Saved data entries
· · · · ·

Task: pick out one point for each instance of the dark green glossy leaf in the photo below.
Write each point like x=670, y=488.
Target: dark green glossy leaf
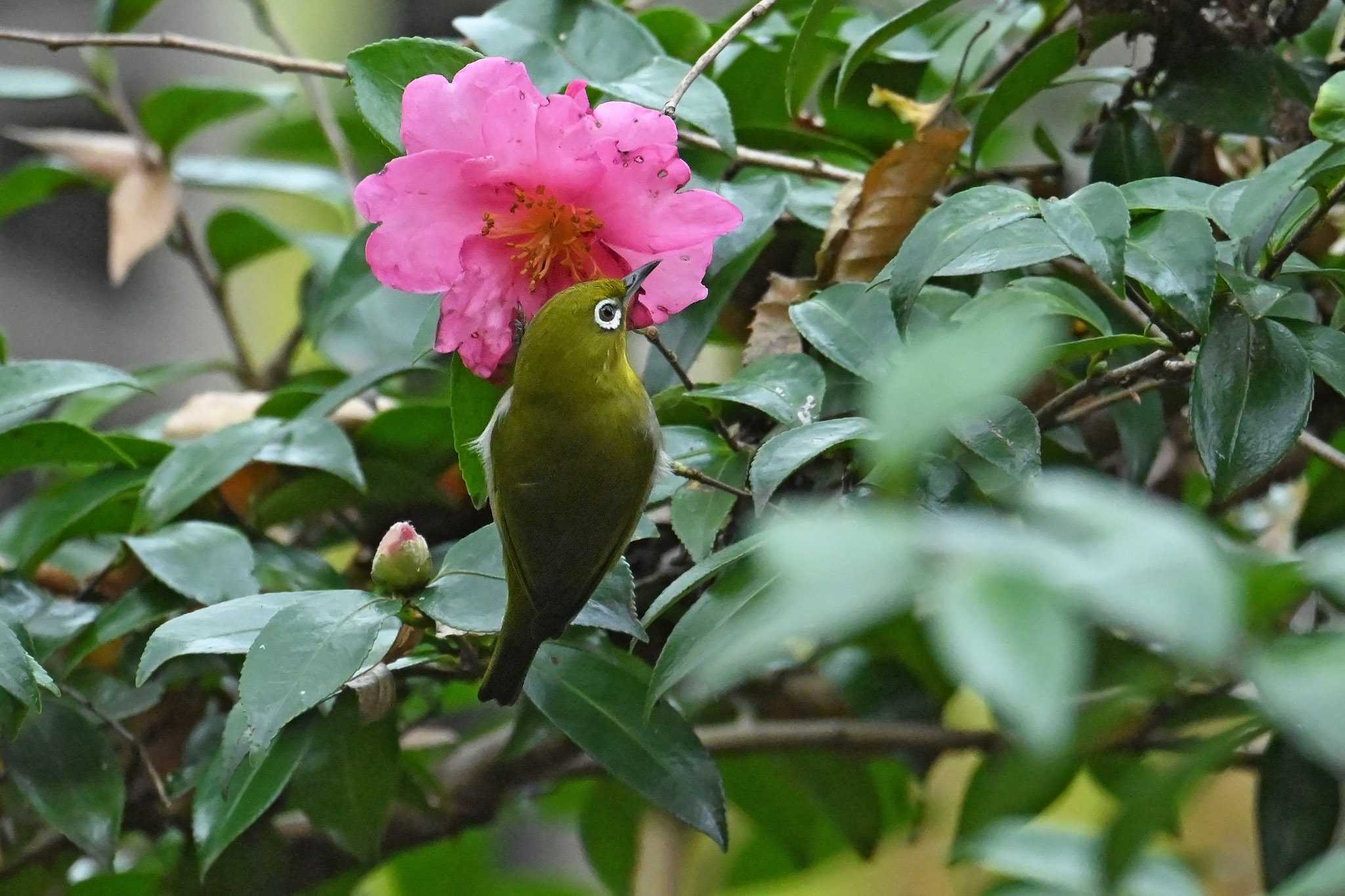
x=305, y=653
x=55, y=442
x=782, y=454
x=786, y=387
x=1298, y=805
x=349, y=778
x=852, y=327
x=65, y=767
x=227, y=628
x=30, y=383
x=1094, y=223
x=1173, y=254
x=202, y=561
x=380, y=73
x=1250, y=399
x=198, y=467
x=596, y=702
x=1128, y=151
x=1032, y=74
x=474, y=403
x=174, y=113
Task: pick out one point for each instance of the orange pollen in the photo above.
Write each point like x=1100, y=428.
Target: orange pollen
x=546, y=233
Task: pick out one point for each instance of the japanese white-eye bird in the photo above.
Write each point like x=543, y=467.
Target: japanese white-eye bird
x=571, y=457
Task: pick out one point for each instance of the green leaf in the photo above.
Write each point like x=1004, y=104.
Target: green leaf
x=263, y=175
x=136, y=609
x=939, y=379
x=29, y=383
x=1128, y=151
x=205, y=562
x=54, y=442
x=946, y=233
x=65, y=767
x=1248, y=399
x=701, y=511
x=1297, y=676
x=786, y=387
x=34, y=182
x=852, y=327
x=472, y=400
x=697, y=575
x=470, y=594
x=123, y=15
x=1032, y=74
x=1325, y=349
x=704, y=104
x=598, y=703
x=238, y=236
x=881, y=34
x=38, y=527
x=1298, y=805
x=1017, y=644
x=227, y=805
x=798, y=74
x=1328, y=121
x=225, y=628
x=1173, y=254
x=349, y=778
x=305, y=653
x=174, y=113
x=609, y=828
x=782, y=454
x=1168, y=194
x=1094, y=223
x=19, y=82
x=380, y=73
x=198, y=467
x=317, y=444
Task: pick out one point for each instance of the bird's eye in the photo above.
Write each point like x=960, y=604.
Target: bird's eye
x=608, y=313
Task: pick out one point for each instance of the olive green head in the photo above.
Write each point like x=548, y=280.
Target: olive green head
x=581, y=331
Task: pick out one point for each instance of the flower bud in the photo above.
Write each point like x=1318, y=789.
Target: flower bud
x=401, y=562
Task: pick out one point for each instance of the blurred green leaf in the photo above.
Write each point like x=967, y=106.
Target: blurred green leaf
x=347, y=781
x=1173, y=254
x=780, y=456
x=205, y=562
x=786, y=387
x=598, y=703
x=1298, y=805
x=852, y=327
x=65, y=767
x=305, y=653
x=171, y=114
x=1250, y=399
x=225, y=628
x=1032, y=74
x=380, y=73
x=1128, y=151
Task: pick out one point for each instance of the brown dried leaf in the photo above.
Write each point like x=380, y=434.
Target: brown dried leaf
x=97, y=152
x=868, y=230
x=771, y=331
x=141, y=213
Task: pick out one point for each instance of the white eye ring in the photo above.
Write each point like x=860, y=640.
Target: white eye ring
x=608, y=313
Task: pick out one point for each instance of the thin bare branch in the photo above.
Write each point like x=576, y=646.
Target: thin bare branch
x=716, y=49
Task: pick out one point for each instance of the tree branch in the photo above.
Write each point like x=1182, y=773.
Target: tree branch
x=716, y=49
x=165, y=41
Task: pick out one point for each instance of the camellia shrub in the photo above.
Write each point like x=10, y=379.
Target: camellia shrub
x=1002, y=545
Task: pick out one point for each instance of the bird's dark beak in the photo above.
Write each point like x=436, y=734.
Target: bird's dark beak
x=635, y=280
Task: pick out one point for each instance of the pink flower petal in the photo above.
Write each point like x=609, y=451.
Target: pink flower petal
x=441, y=114
x=424, y=210
x=477, y=313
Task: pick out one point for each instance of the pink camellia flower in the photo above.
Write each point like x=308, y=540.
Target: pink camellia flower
x=506, y=196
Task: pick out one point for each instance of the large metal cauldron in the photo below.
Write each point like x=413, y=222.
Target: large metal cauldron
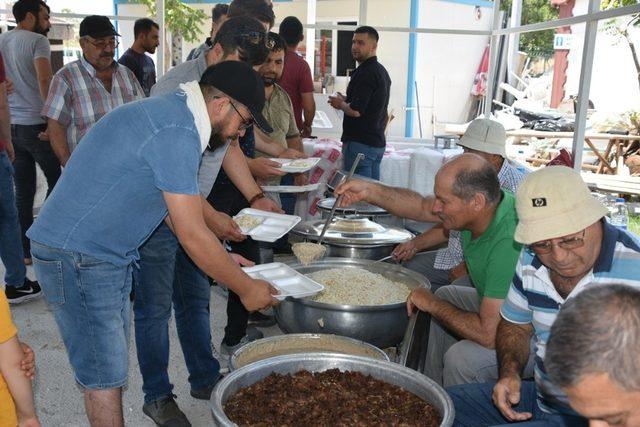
x=381, y=325
x=281, y=345
x=388, y=372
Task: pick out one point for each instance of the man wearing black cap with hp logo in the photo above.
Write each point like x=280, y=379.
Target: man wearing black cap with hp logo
x=87, y=89
x=134, y=169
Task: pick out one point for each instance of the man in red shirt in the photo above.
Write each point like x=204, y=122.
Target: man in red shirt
x=296, y=79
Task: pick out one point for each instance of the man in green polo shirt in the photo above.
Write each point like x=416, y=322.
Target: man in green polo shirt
x=464, y=319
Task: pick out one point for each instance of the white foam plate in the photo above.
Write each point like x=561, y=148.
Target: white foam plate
x=289, y=282
x=272, y=225
x=297, y=165
x=290, y=188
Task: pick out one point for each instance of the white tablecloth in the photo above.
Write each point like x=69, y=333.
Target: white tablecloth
x=406, y=165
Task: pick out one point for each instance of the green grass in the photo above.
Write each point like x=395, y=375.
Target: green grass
x=634, y=224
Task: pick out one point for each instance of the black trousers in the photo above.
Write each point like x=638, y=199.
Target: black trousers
x=225, y=197
x=29, y=151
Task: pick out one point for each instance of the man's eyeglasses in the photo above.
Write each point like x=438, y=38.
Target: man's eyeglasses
x=103, y=43
x=255, y=38
x=245, y=122
x=545, y=247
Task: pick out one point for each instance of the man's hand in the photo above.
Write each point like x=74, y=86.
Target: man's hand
x=260, y=296
x=337, y=101
x=10, y=152
x=506, y=393
x=262, y=167
x=291, y=153
x=405, y=251
x=225, y=228
x=241, y=261
x=28, y=362
x=305, y=132
x=266, y=204
x=420, y=298
x=44, y=136
x=458, y=271
x=353, y=191
x=300, y=179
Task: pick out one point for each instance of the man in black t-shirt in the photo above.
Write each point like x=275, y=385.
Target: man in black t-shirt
x=365, y=106
x=147, y=40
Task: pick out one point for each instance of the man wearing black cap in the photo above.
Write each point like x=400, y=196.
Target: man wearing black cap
x=135, y=168
x=85, y=90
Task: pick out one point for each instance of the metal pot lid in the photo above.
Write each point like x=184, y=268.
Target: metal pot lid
x=363, y=208
x=356, y=225
x=389, y=236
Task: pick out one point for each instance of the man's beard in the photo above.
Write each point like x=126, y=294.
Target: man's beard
x=268, y=81
x=40, y=30
x=216, y=141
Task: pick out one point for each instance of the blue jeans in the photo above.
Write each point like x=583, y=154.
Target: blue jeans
x=369, y=166
x=10, y=243
x=29, y=151
x=90, y=302
x=474, y=408
x=166, y=275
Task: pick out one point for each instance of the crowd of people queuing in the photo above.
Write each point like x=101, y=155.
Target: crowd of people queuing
x=535, y=300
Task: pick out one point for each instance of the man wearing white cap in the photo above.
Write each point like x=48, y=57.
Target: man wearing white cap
x=570, y=247
x=485, y=138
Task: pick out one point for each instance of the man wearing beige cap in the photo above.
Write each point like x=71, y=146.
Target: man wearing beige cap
x=464, y=319
x=483, y=137
x=570, y=247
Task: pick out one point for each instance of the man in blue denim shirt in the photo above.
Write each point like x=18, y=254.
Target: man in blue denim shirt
x=166, y=277
x=135, y=168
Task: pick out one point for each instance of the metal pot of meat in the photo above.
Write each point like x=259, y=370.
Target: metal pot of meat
x=281, y=345
x=355, y=237
x=382, y=324
x=396, y=381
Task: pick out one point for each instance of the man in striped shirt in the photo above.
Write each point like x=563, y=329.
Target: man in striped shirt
x=87, y=89
x=571, y=247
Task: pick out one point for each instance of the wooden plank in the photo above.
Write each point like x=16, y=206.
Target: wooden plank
x=606, y=156
x=597, y=153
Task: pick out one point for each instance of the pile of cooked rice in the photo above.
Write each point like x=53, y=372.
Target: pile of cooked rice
x=248, y=222
x=356, y=286
x=307, y=252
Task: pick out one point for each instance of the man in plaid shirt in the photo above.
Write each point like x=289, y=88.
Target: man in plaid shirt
x=85, y=90
x=485, y=138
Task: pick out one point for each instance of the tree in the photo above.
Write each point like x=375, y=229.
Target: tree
x=537, y=43
x=182, y=21
x=620, y=27
x=180, y=18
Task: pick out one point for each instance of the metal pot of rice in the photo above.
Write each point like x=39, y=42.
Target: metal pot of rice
x=362, y=299
x=302, y=343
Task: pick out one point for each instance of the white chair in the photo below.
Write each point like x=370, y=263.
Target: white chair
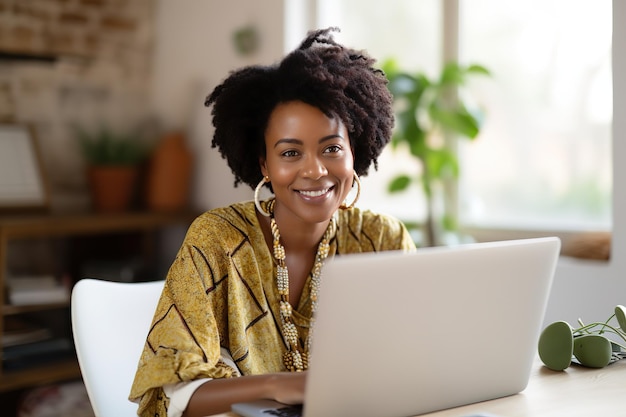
x=110, y=322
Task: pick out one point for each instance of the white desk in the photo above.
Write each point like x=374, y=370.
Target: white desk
x=577, y=391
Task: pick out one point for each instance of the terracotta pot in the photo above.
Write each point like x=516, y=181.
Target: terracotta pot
x=112, y=187
x=169, y=175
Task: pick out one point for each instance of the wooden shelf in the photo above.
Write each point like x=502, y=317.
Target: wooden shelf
x=43, y=226
x=44, y=374
x=9, y=309
x=16, y=227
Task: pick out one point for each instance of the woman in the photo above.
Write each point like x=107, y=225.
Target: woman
x=233, y=321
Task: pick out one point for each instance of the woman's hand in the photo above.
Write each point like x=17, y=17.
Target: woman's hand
x=217, y=395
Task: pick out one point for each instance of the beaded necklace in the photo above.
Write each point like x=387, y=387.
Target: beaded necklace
x=295, y=359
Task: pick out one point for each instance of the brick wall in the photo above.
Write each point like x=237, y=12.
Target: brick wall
x=98, y=55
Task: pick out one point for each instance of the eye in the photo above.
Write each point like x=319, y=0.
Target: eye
x=333, y=149
x=291, y=153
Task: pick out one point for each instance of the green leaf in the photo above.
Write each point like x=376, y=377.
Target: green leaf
x=620, y=314
x=478, y=70
x=399, y=183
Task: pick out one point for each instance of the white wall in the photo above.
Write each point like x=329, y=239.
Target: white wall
x=592, y=290
x=194, y=52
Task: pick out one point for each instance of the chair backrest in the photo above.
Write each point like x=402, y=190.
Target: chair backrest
x=110, y=322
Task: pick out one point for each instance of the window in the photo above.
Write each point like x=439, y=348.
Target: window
x=543, y=158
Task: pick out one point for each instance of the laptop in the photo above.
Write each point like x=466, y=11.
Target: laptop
x=402, y=334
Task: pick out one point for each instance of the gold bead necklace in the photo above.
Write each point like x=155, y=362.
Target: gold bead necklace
x=295, y=359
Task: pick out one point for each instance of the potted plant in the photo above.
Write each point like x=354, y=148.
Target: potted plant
x=430, y=115
x=113, y=161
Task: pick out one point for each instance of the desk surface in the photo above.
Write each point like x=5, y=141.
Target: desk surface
x=577, y=391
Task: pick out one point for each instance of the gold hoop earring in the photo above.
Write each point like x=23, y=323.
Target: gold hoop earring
x=257, y=191
x=357, y=181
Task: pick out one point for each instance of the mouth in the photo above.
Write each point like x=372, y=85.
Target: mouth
x=315, y=193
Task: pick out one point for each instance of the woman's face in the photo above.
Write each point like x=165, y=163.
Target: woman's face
x=308, y=160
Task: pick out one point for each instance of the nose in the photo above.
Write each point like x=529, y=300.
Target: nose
x=314, y=168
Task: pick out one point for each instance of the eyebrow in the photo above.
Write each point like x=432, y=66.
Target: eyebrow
x=299, y=142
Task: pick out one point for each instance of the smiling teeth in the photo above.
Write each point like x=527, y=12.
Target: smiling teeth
x=314, y=193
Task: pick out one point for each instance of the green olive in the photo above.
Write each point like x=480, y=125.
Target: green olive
x=592, y=350
x=556, y=345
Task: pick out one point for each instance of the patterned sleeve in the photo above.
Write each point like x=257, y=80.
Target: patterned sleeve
x=183, y=343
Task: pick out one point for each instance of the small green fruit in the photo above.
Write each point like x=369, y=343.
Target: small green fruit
x=592, y=350
x=556, y=345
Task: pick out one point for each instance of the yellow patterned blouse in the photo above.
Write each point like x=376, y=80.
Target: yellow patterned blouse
x=221, y=292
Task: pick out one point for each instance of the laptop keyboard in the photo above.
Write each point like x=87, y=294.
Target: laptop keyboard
x=289, y=411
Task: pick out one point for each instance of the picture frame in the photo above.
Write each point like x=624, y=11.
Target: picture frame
x=23, y=185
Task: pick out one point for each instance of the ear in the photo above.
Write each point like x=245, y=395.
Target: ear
x=263, y=165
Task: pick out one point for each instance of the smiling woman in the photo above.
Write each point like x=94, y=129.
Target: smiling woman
x=233, y=322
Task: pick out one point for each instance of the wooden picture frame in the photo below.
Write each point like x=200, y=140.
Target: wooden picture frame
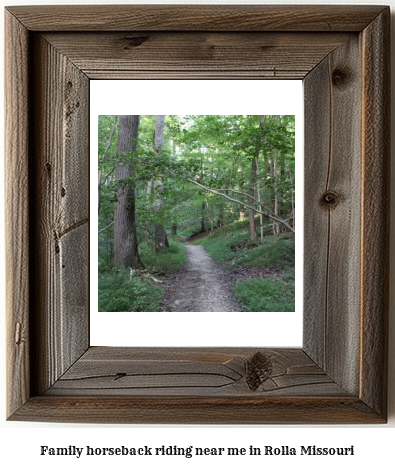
x=340, y=373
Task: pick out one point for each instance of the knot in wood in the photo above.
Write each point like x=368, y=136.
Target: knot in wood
x=339, y=77
x=259, y=369
x=330, y=199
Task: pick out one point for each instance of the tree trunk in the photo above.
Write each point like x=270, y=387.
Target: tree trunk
x=125, y=234
x=276, y=226
x=251, y=197
x=161, y=241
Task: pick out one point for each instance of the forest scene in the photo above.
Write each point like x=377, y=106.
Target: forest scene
x=196, y=213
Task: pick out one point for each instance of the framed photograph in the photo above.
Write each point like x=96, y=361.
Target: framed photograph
x=339, y=375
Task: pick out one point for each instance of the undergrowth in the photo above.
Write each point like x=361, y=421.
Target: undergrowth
x=232, y=247
x=119, y=291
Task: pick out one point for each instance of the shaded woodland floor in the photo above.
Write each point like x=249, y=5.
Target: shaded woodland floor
x=200, y=286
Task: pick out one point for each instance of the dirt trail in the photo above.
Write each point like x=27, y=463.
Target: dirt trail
x=200, y=286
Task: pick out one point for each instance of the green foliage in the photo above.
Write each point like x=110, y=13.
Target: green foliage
x=232, y=244
x=119, y=292
x=167, y=261
x=266, y=295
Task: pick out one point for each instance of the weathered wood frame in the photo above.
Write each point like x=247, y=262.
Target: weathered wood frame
x=342, y=54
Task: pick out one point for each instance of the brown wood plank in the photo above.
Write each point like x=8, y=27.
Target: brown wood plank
x=17, y=213
x=197, y=17
x=192, y=372
x=332, y=229
x=344, y=249
x=60, y=250
x=197, y=410
x=376, y=210
x=317, y=114
x=266, y=54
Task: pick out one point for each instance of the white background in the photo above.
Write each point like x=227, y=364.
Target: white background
x=19, y=442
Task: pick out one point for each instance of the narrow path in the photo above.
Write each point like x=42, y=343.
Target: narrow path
x=200, y=286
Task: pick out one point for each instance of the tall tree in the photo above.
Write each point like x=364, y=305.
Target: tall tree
x=159, y=143
x=125, y=234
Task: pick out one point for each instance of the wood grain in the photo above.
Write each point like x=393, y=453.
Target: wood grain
x=339, y=376
x=376, y=212
x=60, y=247
x=196, y=17
x=190, y=55
x=332, y=302
x=191, y=372
x=17, y=213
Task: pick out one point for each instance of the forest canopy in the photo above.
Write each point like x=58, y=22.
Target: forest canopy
x=163, y=179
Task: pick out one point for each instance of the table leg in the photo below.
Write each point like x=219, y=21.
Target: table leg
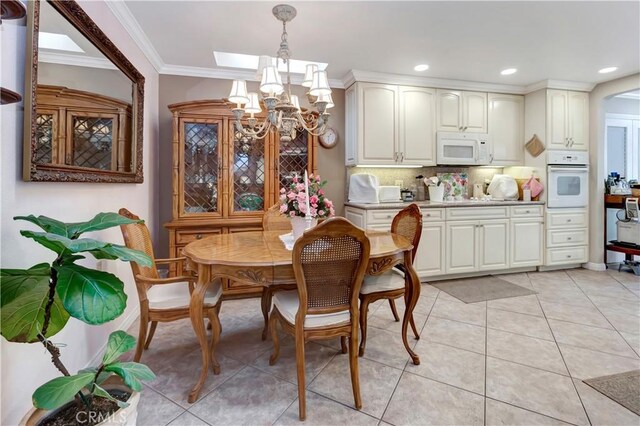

· · · · ·

REQUIREMENT: In the entries above, the lines from the one bearing "desk in the photo above." up to and including the one bearing "shelf in the photo above." should be transcribed exactly; no other line is wanted.

EXPECTED ANSWER:
Task: pick out one point for each instance of the white desk in the photo above.
Write each point like x=374, y=370.
Target: white desk
x=577, y=391
Task: pick out one point for each instance of the terracotta pot in the photo above.
Write each point like x=516, y=181.
Target: terracotta pot
x=112, y=187
x=169, y=175
Task: pick out one point for each instance of the wooden shelf in the photo above.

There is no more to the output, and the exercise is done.